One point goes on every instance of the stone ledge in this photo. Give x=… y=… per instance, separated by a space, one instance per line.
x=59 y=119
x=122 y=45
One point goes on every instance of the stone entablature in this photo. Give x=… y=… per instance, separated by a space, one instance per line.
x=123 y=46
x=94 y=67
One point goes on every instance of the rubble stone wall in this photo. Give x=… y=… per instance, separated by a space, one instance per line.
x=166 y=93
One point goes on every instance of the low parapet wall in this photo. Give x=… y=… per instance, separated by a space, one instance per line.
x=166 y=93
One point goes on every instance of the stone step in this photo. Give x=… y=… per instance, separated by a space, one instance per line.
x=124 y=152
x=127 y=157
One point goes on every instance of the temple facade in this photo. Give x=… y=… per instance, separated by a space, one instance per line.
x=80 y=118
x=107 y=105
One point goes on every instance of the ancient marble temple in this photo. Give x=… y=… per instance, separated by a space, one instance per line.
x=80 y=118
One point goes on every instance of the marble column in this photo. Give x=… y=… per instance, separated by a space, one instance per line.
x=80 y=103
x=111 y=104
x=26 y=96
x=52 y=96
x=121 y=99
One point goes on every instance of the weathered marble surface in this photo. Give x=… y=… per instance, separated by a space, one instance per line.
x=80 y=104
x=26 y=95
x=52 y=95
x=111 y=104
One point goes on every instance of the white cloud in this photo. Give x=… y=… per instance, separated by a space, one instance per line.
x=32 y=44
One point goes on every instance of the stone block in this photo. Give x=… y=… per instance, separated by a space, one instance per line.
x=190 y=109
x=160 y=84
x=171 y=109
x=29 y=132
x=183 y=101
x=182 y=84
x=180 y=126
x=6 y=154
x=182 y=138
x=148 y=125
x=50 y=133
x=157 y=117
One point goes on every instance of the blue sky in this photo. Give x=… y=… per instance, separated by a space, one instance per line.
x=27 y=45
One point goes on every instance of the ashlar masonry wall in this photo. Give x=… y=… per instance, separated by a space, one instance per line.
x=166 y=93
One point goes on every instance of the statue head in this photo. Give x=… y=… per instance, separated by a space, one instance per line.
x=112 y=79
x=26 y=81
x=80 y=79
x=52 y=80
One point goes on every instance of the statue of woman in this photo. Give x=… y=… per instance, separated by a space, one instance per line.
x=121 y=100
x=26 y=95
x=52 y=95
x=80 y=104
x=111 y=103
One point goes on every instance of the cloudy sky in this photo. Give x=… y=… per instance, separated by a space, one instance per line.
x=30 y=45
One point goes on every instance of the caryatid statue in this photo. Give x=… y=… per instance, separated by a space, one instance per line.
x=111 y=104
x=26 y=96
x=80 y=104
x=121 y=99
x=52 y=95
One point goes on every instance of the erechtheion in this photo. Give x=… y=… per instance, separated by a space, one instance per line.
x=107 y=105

____

Required task: Convert every line of the data above into a JSON list of strings, one string per line, with blank lines omitted.

Finished exercise:
[
  "One point goes on every instance of the stone ledge in this photo. Give x=… y=… per instance, separated by a space, one instance per line.",
  "x=59 y=119",
  "x=122 y=45",
  "One point goes on every instance of the stone entablature in this photo. Give x=… y=… per instance, separated by a space, one instance per line.",
  "x=123 y=46",
  "x=94 y=67",
  "One point goes on every instance of the rubble stone wall in this photo. Give x=… y=… per instance, separated by a space, one instance per line.",
  "x=166 y=93",
  "One point goes on every instance of the low parapet wall in this photo. Give x=… y=… per instance, separated by a space, one instance per line.",
  "x=166 y=93",
  "One point goes on every instance of the stone step in this photo. Give x=… y=… per instance, separated by a space, one instance per line.",
  "x=124 y=152",
  "x=127 y=157",
  "One point goes on every instance of the temple facade in this photo. Give x=… y=… per instance, separated by a space, one instance per line.",
  "x=80 y=118",
  "x=107 y=105",
  "One point goes on every instance of the ancient marble temple in this photo. Give x=… y=… per instance, separated by a space, one instance per line.",
  "x=80 y=118",
  "One point goes on every instance of the marble column in this photo. Give x=… y=… per instance, separated by a space, one instance per line.",
  "x=80 y=103",
  "x=111 y=104",
  "x=26 y=96",
  "x=52 y=96",
  "x=121 y=99",
  "One point goes on every instance of the weathered marble surface in this photo. Give x=… y=… per instance, separated by a space, one instance per line.",
  "x=80 y=104",
  "x=26 y=95",
  "x=52 y=95",
  "x=111 y=104",
  "One point goes on every instance of the white cloud in this photo. Give x=… y=… per instance, separated by a space, one instance per line.",
  "x=32 y=44",
  "One point goes on every instance of the stone block in this photo. Give x=… y=… per instance, separated by a space, one instance per line.",
  "x=190 y=109",
  "x=160 y=84",
  "x=171 y=109",
  "x=29 y=132",
  "x=183 y=101",
  "x=182 y=84",
  "x=180 y=126",
  "x=6 y=154",
  "x=182 y=138",
  "x=148 y=125",
  "x=50 y=133",
  "x=157 y=117",
  "One point goes on every instance of the blue sky in this photo. Give x=… y=… per instance, separated by a space, one instance per line.",
  "x=27 y=45",
  "One point goes on every instance of the ashlar masonry wall in this photo. Give x=… y=… per instance, separated by a space, one instance per line.",
  "x=166 y=93",
  "One point goes on every instance of the statue head in this photo. Give x=… y=… per instance, separated by a space, one instance per line.",
  "x=112 y=79",
  "x=26 y=81",
  "x=80 y=79",
  "x=52 y=80",
  "One point goes on every instance of the statue of woman in this photo. Give x=… y=… per instance, separated by a space, one instance per line.",
  "x=121 y=100",
  "x=26 y=95",
  "x=52 y=95",
  "x=80 y=104",
  "x=111 y=103",
  "One point goes on every instance of the cloudy sky in this photo. Give x=… y=… per instance, separated by a space, one instance per line.",
  "x=30 y=45",
  "One point goes on every instance of the caryatid statue in this photo. Give x=… y=… per instance, separated by a space, one instance per line.",
  "x=111 y=104",
  "x=26 y=96",
  "x=80 y=104",
  "x=121 y=99",
  "x=52 y=95",
  "One point goes on every instance of the erechtheion in this photo. Give x=… y=… per instance, separated by a space, one instance per line.",
  "x=107 y=105"
]